■ ACTION ITEM ■
Set down every record below exactly as it stands.

####################

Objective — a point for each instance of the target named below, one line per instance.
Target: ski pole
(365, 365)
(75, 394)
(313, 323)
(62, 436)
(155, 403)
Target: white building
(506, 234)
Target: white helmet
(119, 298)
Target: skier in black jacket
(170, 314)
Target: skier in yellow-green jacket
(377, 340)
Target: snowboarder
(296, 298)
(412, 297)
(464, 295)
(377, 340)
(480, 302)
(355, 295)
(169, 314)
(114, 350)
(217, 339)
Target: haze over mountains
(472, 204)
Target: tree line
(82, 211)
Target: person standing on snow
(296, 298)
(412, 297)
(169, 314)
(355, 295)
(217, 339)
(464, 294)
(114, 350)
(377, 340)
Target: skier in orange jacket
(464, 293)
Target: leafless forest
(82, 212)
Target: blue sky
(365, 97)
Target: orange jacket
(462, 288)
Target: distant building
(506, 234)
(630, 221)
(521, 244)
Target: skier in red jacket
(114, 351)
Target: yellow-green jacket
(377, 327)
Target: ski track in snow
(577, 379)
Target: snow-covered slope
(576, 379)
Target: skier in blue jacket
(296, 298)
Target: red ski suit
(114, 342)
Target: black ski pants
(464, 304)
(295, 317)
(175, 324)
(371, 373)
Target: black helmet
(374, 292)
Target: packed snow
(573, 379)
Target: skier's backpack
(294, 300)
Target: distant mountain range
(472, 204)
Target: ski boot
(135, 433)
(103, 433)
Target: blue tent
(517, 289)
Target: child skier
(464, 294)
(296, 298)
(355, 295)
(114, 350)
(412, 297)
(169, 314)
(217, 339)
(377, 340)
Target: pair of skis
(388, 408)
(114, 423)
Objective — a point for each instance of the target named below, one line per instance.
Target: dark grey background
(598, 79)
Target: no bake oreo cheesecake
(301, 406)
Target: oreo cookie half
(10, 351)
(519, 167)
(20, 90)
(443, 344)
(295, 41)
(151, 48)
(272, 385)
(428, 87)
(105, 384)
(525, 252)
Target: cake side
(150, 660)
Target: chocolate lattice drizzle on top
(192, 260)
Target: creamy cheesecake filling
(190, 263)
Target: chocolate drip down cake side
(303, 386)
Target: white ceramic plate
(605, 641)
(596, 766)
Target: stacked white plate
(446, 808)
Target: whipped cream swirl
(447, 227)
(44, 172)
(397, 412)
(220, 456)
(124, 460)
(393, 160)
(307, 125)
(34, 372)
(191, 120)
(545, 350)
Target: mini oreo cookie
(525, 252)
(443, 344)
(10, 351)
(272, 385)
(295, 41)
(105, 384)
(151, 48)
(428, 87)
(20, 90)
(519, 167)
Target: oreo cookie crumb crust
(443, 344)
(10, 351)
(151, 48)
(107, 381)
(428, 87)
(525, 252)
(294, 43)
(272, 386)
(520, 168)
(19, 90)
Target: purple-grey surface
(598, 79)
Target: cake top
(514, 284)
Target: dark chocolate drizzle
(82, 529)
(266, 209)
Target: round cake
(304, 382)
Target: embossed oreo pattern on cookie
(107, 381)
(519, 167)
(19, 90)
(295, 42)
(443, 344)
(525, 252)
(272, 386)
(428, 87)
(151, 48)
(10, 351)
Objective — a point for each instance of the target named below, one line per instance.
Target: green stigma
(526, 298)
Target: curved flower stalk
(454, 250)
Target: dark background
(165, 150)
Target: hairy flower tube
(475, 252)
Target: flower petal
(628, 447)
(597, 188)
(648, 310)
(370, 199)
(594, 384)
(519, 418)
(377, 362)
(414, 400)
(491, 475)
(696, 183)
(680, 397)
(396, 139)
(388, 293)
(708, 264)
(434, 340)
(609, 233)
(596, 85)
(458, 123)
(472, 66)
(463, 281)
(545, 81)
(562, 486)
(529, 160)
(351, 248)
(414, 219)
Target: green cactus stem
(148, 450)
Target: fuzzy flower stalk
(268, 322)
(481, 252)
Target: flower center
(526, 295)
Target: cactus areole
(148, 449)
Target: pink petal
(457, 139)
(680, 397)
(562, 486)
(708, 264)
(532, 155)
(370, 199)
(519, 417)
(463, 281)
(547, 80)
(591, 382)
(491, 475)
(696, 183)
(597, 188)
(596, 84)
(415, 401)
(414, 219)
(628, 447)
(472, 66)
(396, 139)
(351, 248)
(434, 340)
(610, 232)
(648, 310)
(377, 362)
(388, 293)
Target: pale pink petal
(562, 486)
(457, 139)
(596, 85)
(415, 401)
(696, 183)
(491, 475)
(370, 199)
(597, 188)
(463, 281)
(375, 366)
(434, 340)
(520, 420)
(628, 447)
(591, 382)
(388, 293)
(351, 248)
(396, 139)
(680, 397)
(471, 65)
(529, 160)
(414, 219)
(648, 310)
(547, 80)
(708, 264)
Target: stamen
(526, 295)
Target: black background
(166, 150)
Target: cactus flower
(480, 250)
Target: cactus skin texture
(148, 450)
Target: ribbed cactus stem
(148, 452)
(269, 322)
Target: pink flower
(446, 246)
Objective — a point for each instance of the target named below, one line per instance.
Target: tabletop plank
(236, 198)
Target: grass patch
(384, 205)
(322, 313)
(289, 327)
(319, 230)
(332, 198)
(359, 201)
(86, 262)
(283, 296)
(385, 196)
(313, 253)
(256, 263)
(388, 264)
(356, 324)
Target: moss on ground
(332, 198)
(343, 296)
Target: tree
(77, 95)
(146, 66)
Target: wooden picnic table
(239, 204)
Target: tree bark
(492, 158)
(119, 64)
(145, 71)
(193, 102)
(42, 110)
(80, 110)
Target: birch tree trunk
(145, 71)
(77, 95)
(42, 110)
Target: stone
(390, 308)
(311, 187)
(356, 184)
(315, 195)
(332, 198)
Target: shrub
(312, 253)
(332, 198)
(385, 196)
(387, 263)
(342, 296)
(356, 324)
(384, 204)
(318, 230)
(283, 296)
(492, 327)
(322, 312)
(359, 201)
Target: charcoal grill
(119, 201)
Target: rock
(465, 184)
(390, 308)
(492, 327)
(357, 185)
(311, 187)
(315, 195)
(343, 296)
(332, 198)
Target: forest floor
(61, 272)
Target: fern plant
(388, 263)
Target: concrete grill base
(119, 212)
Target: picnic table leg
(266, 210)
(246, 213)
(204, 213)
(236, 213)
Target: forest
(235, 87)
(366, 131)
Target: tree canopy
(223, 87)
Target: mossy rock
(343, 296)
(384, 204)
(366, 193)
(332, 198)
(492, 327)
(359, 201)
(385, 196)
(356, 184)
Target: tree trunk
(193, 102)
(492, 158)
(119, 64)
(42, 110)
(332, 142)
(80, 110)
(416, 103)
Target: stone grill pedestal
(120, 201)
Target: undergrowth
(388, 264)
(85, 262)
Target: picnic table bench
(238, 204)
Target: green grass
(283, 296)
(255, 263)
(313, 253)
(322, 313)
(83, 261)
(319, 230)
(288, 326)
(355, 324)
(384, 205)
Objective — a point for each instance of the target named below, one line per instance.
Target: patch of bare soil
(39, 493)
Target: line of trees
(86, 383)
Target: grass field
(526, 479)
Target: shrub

####################

■ RESULT BELOW ■
Objective — a point for each instance of the target named below, one line per instance.
Target: ski pole
(365, 365)
(75, 394)
(313, 323)
(62, 436)
(155, 403)
Target: white building
(506, 234)
Target: white helmet
(119, 298)
Target: skier in black jacket
(170, 314)
Target: skier in yellow-green jacket
(377, 340)
Target: snowboarder
(296, 298)
(412, 297)
(464, 295)
(377, 340)
(480, 302)
(355, 295)
(169, 314)
(114, 350)
(217, 339)
Target: haze over mountains
(472, 204)
Target: tree line
(82, 211)
Target: person standing on snow
(296, 298)
(412, 297)
(169, 314)
(355, 295)
(217, 339)
(464, 294)
(114, 350)
(377, 340)
Target: skier in orange jacket
(464, 293)
Target: leafless forest
(82, 212)
Target: blue sky
(365, 97)
Target: orange jacket
(462, 288)
Target: distant building
(506, 234)
(630, 221)
(521, 244)
Target: skier in red jacket
(114, 351)
Target: yellow-green jacket
(377, 327)
Target: ski track in snow
(577, 379)
Target: snow-covered slope
(576, 379)
Target: skier in blue jacket
(296, 298)
Target: red ski suit
(114, 342)
Target: black ski pants
(464, 304)
(295, 317)
(175, 324)
(371, 373)
Target: black helmet
(374, 292)
Target: packed snow
(573, 379)
Target: skier's backpack
(294, 300)
Target: distant mountain range
(472, 204)
Target: ski boot
(135, 433)
(103, 433)
Target: blue tent
(517, 289)
Target: child skier
(464, 294)
(296, 298)
(355, 295)
(114, 350)
(412, 297)
(169, 314)
(217, 339)
(377, 340)
Target: pair of skis
(388, 408)
(114, 423)
Objective — a point for each instance of the target named below, one line per instance.
Target: dark grey background
(598, 79)
Target: no bake oreo cheesecake
(301, 406)
Target: oreo cookie half
(10, 351)
(519, 167)
(20, 90)
(443, 344)
(295, 41)
(151, 48)
(272, 385)
(428, 87)
(105, 384)
(525, 252)
Target: cake side
(150, 660)
Target: chocolate lattice drizzle on top
(192, 260)
Target: creamy cheesecake filling
(190, 263)
Target: chocolate drip down cake side
(303, 386)
Target: white ceramic plate
(605, 641)
(596, 766)
Target: stacked white plate
(446, 808)
Target: whipped cream swirl
(447, 227)
(44, 172)
(397, 412)
(220, 456)
(124, 460)
(393, 160)
(307, 125)
(34, 372)
(191, 120)
(545, 350)
Target: mini oreo cookie
(525, 252)
(443, 344)
(10, 351)
(272, 385)
(295, 41)
(105, 384)
(151, 48)
(428, 87)
(20, 90)
(519, 167)
Target: oreo cookie crumb crust
(443, 344)
(10, 351)
(151, 48)
(107, 381)
(428, 87)
(525, 252)
(294, 43)
(272, 386)
(520, 168)
(19, 90)
Target: purple-grey surface
(598, 79)
Target: cake top
(514, 284)
Target: dark chocolate drizzle
(82, 529)
(266, 209)
Target: round cake
(304, 382)
Target: embossed oreo pattern on cookie
(107, 381)
(519, 167)
(19, 90)
(295, 42)
(443, 344)
(525, 252)
(272, 386)
(428, 87)
(151, 48)
(10, 351)
Objective — a point for each instance of the target named below, one line per instance.
Target: green stigma
(526, 298)
Target: curved flower stalk
(454, 250)
Target: dark background
(165, 150)
Target: hairy flower tube
(475, 252)
Target: flower petal
(628, 447)
(597, 188)
(648, 310)
(370, 199)
(594, 384)
(519, 418)
(377, 362)
(414, 400)
(491, 475)
(696, 183)
(680, 397)
(396, 139)
(388, 293)
(708, 264)
(434, 340)
(609, 233)
(596, 85)
(458, 123)
(472, 66)
(463, 281)
(545, 81)
(562, 486)
(529, 160)
(351, 248)
(414, 219)
Target: green cactus stem
(148, 450)
Target: fuzzy flower stalk
(268, 322)
(481, 252)
Target: flower center
(526, 295)
Target: cactus areole
(148, 449)
Target: pink petal
(457, 139)
(680, 397)
(562, 486)
(708, 264)
(532, 155)
(370, 199)
(519, 417)
(463, 281)
(547, 80)
(591, 382)
(491, 475)
(696, 183)
(597, 188)
(596, 84)
(415, 401)
(414, 219)
(628, 447)
(472, 66)
(396, 139)
(351, 248)
(434, 340)
(610, 232)
(648, 310)
(377, 362)
(388, 293)
Target: pale pink petal
(562, 486)
(457, 139)
(596, 85)
(415, 401)
(696, 183)
(491, 475)
(370, 199)
(597, 188)
(463, 281)
(375, 366)
(434, 340)
(520, 420)
(628, 447)
(591, 382)
(388, 293)
(351, 248)
(396, 139)
(680, 397)
(471, 65)
(529, 160)
(414, 219)
(648, 310)
(547, 80)
(708, 264)
Target: stamen
(526, 295)
Target: black background
(166, 150)
Target: cactus flower
(480, 250)
Target: cactus skin texture
(148, 450)
Target: ribbed cactus stem
(148, 452)
(269, 322)
Target: pink flower
(446, 246)
Objective — a point for each instance of the target named below, one line per instance.
Target: tabletop plank
(236, 198)
Target: grass patch
(384, 205)
(322, 313)
(289, 327)
(319, 230)
(332, 198)
(359, 201)
(86, 262)
(283, 296)
(385, 196)
(313, 253)
(256, 263)
(388, 264)
(356, 324)
Target: moss on ground
(332, 198)
(343, 296)
Target: tree
(77, 95)
(146, 66)
Target: wooden picnic table
(239, 204)
Target: tree bark
(492, 158)
(119, 64)
(145, 71)
(193, 102)
(42, 110)
(80, 110)
Target: birch tree trunk
(145, 71)
(77, 95)
(42, 110)
Target: stone
(390, 308)
(311, 187)
(356, 184)
(315, 195)
(332, 198)
Target: shrub
(312, 253)
(332, 198)
(385, 196)
(387, 263)
(342, 296)
(356, 324)
(384, 204)
(318, 230)
(283, 296)
(492, 327)
(322, 312)
(359, 201)
Target: charcoal grill
(119, 201)
Target: rock
(465, 184)
(390, 308)
(492, 327)
(357, 185)
(311, 187)
(315, 195)
(343, 296)
(332, 198)
Target: forest floor
(61, 272)
Target: fern plant
(388, 263)
Target: concrete grill base
(119, 212)
Target: picnic table leg
(266, 210)
(246, 213)
(204, 213)
(236, 213)
Target: forest
(235, 87)
(366, 131)
Target: tree canopy
(223, 87)
Target: mossy rock
(343, 296)
(384, 204)
(366, 193)
(332, 198)
(492, 327)
(359, 201)
(385, 196)
(356, 184)
Target: tree trunk
(193, 102)
(492, 158)
(119, 64)
(42, 110)
(332, 142)
(80, 110)
(416, 103)
Target: stone grill pedestal
(120, 201)
Target: undergrowth
(388, 264)
(85, 262)
Target: picnic table bench
(238, 204)
Target: green grass
(283, 296)
(255, 263)
(313, 253)
(322, 313)
(83, 261)
(319, 230)
(288, 326)
(355, 324)
(384, 205)
Objective — a point for each instance of the target named below, one line per instance.
Target: patch of bare soil
(39, 493)
Target: line of trees
(86, 383)
Target: grass field
(526, 479)
Target: shrub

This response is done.